» **PASSAGE PROVIDED**:
<<<<
Most significant loss: There is still a chance the team can re-sign running back Maurice Jones-Drew, but it would be surprising at this point because the Jaguars signed Toby Gerhart last week. Jones-Drew is finding that the market for running backs isn't as lucrative as he hoped. The Jaguars aren't likely to re-sign tight end Allen Reisner or defensive tackles Brandon Deaderick and Kyle Love, but they didn't figure into the team's plans beyond 2013, anyway. Seattle signed receiver Taylor Price, who has missed the past two seasons with a foot injury.

Gerhart
Biggest surprise: The Jaguars needed to pursue a running back because of the uncertainty with Jones-Drew, but signing Gerhart was unexpected. It's a good fit, though, because Gerhart is exactly what the Jaguars wanted. He's young (he turns 27 later this month) and has low mileage (276 carries in five seasons). At 6-foot and 231 pounds, Gerhart is a physical, between-the-tackles runner who can give the Jaguars positive yardage on first down. The Jaguars averaged just 3.4 yards per rush on first down last season, the third-lowest total in the league.
>>>>
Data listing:
<<<<
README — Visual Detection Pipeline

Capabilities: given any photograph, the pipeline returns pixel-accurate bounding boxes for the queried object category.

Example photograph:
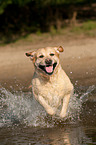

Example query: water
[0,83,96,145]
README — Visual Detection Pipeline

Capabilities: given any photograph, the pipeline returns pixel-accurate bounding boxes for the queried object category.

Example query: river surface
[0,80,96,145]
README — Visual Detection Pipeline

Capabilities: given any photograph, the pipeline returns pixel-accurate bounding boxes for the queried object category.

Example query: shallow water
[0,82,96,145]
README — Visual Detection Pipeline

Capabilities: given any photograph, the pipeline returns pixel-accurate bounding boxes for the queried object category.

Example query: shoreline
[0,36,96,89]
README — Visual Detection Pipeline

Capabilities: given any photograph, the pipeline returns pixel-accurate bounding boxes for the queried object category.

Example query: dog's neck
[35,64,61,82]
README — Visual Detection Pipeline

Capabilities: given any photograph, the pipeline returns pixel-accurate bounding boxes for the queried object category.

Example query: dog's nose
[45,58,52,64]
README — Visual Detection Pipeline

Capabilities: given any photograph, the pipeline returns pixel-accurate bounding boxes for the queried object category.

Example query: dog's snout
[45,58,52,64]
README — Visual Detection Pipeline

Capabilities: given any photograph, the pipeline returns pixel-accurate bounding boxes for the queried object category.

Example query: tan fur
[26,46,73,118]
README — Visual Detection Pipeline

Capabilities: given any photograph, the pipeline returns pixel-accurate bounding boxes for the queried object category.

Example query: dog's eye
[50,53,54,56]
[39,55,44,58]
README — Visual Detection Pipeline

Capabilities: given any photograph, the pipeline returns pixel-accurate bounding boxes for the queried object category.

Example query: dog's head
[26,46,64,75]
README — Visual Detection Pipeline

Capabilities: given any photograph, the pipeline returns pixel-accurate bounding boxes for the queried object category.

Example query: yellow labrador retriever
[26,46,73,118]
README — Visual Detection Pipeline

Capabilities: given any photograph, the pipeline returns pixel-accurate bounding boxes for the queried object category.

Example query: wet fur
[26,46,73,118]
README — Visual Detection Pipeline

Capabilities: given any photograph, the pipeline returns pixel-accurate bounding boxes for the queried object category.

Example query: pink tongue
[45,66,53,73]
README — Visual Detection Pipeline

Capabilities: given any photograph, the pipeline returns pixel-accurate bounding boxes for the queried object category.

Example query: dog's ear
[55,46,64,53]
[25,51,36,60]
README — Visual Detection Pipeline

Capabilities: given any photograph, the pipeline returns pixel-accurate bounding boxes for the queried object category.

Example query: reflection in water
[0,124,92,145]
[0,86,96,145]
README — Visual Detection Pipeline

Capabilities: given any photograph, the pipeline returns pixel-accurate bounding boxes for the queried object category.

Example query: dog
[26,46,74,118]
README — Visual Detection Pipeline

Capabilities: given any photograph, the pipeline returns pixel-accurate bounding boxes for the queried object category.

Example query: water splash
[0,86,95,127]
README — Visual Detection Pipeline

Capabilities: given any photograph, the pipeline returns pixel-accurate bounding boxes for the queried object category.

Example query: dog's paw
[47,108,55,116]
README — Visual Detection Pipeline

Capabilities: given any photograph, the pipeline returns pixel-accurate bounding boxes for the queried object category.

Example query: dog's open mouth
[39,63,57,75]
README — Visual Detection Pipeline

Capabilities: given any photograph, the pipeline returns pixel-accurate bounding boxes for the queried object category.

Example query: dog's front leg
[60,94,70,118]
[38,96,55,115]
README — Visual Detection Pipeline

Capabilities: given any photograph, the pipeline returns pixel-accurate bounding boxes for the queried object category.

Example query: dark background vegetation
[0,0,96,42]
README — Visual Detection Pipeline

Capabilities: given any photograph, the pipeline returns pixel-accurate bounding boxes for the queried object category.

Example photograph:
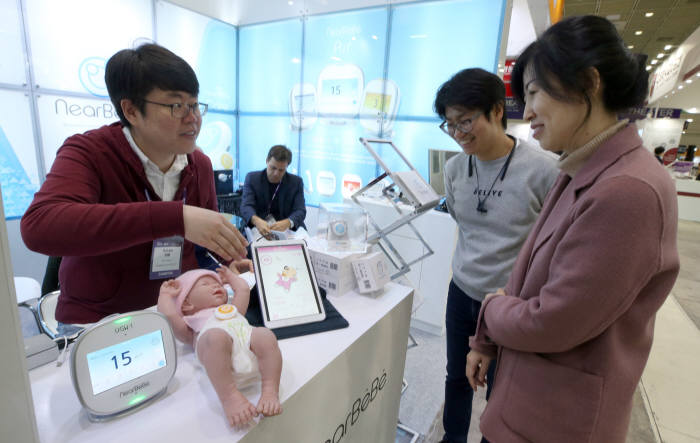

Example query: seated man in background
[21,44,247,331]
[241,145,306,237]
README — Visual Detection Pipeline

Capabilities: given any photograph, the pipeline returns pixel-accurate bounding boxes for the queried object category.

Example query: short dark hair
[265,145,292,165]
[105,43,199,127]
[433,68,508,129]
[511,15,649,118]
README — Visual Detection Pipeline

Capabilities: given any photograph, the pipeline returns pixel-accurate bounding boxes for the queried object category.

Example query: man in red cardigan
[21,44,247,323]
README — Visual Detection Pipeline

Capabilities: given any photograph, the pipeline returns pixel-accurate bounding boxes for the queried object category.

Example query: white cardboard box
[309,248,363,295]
>>>>
<<<<
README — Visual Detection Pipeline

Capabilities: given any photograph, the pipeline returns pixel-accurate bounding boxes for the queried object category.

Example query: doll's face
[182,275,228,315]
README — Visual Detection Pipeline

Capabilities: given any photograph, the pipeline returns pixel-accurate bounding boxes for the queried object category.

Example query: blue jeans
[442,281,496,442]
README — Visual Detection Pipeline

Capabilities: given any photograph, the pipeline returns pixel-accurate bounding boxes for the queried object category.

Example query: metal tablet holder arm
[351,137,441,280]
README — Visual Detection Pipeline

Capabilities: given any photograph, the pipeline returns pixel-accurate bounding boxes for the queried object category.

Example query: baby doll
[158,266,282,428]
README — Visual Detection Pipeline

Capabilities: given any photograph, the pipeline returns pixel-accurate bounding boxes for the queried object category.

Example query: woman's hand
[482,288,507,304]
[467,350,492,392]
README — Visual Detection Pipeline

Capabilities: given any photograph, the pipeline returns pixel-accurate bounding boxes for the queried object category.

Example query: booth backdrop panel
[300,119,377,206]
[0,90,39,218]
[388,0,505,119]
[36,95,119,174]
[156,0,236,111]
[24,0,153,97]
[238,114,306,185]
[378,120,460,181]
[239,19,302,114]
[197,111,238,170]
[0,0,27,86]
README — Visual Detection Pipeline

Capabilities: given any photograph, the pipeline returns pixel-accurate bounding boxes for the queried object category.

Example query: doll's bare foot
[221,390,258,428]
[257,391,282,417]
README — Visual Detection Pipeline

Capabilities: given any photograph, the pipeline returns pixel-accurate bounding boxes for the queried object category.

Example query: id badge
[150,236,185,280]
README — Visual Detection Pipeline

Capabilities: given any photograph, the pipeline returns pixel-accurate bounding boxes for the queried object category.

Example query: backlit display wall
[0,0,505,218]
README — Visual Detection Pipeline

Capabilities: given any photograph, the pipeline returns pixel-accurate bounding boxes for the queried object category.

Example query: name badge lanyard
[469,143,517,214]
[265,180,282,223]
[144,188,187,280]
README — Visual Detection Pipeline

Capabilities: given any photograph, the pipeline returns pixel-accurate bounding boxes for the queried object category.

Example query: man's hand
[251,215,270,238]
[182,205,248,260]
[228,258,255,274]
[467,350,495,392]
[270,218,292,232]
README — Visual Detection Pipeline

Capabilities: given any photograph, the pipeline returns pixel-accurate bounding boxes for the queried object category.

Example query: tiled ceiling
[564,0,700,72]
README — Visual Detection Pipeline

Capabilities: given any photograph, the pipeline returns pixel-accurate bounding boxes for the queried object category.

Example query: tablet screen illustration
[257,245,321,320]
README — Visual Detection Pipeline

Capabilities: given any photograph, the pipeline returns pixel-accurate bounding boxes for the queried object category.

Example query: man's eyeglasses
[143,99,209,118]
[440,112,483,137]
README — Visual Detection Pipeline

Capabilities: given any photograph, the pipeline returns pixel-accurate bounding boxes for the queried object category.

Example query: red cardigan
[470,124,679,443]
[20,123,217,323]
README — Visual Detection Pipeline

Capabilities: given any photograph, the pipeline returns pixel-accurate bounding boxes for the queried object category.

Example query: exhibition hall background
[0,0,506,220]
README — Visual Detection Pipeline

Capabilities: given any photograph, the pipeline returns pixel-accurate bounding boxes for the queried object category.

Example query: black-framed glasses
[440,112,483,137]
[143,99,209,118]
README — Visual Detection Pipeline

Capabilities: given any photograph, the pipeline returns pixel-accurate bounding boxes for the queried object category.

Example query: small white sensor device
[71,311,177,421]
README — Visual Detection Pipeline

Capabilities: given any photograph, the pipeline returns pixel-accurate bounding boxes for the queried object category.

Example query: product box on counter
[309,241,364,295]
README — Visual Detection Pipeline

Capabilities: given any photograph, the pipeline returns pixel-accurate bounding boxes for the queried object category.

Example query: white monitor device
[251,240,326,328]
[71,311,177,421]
>>>>
» **TASKS TO PERFORM**:
A – Can you repeat the Jaguars passage above word for word, from start to finish?
B – Which lines of the records contain the word "hand"? Pick out each of those lines and copy it in full.

» **OUTPUTS BY TASK**:
A –
Most significant loss: There is still a chance the team can re-sign running back Maurice Jones-Drew, but it would be surprising at this point because the Jaguars signed Toby Gerhart last week. Jones-Drew is finding that the market for running backs isn't as lucrative as he hoped. The Jaguars aren't likely to re-sign tight end Allen Reisner or defensive tackles Brandon Deaderick and Kyle Love, but they didn't figure into the team's plans beyond 2013, anyway. Seattle signed receiver Taylor Price, who has missed the past two seasons with a foot injury.

Gerhart
Biggest surprise: The Jaguars needed to pursue a running back because of the uncertainty with Jones-Drew, but signing Gerhart was unexpected. It's a good fit, though, because Gerhart is exactly what the Jaguars wanted. He's young (he turns 27 later this month) and has low mileage (276 carries in five seasons). At 6-foot and 231 pounds, Gerhart is a physical, between-the-tackles runner who can give the Jaguars positive yardage on first down. The Jaguars averaged just 3.4 yards per rush on first down last season, the third-lowest total in the league.

B –
Example query: woman's hand
Example query: man's hand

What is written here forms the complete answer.